** start of GIVEN TEXT **

We are in the midst of summer, and as I am spending some time visiting my boyfriend in California, the fruit here is overwhelmingly sweet and abundant. Cherries are in season, and we had some guests over last week who brought us a big bag of sweet bing cherries, which had us worried because cherries don’t last very long in the fridge. If only I had an ice cream maker, I would have made cherry vanilla ice cream, one of my favorite flavors growing up. My boyfriend asked me what I could bake cherries into, and of course cherry pies and cobblers came to mind, but I remembered a French dessert that I had read about but never made before, the cherry clafoutis.

** end of GIVEN TEXT **
** start of RECORD LIST **

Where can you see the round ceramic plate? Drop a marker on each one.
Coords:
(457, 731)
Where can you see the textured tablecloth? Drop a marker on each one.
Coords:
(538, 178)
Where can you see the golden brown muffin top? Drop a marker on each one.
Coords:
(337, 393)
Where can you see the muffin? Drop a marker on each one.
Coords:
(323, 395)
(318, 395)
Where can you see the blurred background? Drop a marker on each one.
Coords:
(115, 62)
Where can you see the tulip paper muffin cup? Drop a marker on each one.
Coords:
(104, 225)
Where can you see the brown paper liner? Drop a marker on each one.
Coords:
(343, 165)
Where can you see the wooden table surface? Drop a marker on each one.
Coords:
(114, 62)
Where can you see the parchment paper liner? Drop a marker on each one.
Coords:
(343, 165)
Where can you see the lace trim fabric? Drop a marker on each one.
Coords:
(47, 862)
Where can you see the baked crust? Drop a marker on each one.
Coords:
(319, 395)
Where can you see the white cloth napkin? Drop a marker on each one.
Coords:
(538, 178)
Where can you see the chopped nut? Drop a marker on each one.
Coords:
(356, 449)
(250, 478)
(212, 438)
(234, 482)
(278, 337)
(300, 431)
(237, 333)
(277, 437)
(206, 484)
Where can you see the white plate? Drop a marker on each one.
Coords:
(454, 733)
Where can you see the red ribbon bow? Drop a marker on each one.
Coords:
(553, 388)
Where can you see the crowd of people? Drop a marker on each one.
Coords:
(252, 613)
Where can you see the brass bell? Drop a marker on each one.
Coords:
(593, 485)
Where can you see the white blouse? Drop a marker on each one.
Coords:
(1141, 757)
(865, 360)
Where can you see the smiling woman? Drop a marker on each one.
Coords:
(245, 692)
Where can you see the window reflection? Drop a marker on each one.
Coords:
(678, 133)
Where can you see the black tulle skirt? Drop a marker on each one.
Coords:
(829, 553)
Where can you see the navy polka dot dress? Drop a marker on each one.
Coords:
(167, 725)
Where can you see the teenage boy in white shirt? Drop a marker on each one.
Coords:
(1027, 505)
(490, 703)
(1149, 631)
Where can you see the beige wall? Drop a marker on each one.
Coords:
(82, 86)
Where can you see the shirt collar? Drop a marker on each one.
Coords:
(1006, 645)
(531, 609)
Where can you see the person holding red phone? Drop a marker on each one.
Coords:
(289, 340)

** end of RECORD LIST **

* TO DO *
• a. According to the passage about cherries, what kind of cherries did the guests bring?
• b. Summarize the passage about cherries in two sentences.
Rely only on the passage about cherries.

* RESULTS FOR EACH TASK *
• a. A big bag of sweet bing cherries.

• b. While visiting the writer's boyfriend in California in summer, the writer received a big bag of sweet bing cherries from guests, which caused worry because cherries don't last long in the fridge. When asked what the cherries could be baked into, the writer thought of pies and cobblers but remembered the cherry clafoutis, a French dessert the writer had read about but never made.